* _The problem_
Turn the lines of the entries below, from the line containing "Indicate one point per instance of the orange and" through the end of the entries, inclusive, into a Markdown table with a "Row" column numbering each line and a "Line" column holding its text, leaving out blank lines.
## START Extracted material
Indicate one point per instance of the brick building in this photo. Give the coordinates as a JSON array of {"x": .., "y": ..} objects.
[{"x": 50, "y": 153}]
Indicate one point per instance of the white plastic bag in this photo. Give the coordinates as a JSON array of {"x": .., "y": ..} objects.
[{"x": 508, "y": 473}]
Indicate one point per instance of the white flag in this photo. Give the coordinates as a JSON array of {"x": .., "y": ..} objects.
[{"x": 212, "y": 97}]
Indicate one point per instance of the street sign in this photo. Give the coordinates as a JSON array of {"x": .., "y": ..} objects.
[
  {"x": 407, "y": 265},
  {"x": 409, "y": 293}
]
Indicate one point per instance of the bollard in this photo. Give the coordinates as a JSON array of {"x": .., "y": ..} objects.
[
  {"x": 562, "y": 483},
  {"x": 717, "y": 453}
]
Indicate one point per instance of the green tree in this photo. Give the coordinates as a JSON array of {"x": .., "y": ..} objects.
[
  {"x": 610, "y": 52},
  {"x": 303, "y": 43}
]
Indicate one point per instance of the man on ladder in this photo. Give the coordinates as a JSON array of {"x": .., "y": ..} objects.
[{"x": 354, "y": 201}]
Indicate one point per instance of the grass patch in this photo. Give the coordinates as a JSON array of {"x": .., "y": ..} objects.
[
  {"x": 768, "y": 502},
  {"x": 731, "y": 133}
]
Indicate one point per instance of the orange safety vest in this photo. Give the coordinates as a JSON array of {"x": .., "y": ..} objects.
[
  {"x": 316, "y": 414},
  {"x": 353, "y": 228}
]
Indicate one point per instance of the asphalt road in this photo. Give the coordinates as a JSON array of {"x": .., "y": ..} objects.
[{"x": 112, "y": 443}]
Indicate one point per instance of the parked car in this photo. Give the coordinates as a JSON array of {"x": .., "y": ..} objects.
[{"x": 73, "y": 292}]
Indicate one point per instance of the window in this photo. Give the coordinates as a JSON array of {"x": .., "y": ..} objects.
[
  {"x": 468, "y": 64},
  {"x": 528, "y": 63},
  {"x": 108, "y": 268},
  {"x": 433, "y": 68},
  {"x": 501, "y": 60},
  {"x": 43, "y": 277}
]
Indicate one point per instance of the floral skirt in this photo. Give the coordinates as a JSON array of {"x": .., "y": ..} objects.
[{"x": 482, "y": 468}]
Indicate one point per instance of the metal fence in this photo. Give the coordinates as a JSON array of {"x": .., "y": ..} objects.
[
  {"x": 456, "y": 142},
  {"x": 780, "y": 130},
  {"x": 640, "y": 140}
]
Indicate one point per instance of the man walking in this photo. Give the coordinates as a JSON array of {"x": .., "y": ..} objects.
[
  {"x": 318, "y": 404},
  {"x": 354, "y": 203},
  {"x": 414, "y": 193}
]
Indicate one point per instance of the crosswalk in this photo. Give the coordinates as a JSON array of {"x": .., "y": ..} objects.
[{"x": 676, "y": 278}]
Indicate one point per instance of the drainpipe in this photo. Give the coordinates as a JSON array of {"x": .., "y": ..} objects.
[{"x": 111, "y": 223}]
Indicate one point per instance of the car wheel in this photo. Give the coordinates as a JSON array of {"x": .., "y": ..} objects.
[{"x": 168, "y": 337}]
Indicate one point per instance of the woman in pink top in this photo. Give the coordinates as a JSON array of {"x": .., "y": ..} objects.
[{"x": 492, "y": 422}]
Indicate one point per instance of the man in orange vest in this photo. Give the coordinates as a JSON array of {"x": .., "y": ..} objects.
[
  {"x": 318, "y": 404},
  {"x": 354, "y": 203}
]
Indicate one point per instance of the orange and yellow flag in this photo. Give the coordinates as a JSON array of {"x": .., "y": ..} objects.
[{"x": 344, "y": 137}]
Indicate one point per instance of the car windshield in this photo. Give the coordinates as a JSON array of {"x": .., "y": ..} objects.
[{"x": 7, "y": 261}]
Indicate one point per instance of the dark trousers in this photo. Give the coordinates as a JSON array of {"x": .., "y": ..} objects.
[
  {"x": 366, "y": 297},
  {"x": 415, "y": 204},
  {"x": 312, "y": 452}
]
## END Extracted material
* _Result below_
| Row | Line |
|---|---|
| 1 | Indicate one point per instance of the orange and yellow flag in this photo. Give the coordinates as a JSON array of {"x": .., "y": ..} objects. |
| 2 | [{"x": 344, "y": 137}] |
| 3 | Indicate one point per instance of the car windshield in this photo. Give the coordinates as a JSON array of {"x": .., "y": ..} objects. |
| 4 | [{"x": 7, "y": 261}] |
| 5 | Indicate one point per instance of the dark trousers in this photo. Give the coordinates as a JSON array of {"x": .., "y": ..} objects. |
| 6 | [ |
| 7 |   {"x": 366, "y": 297}, |
| 8 |   {"x": 415, "y": 204}, |
| 9 |   {"x": 312, "y": 452} |
| 10 | ] |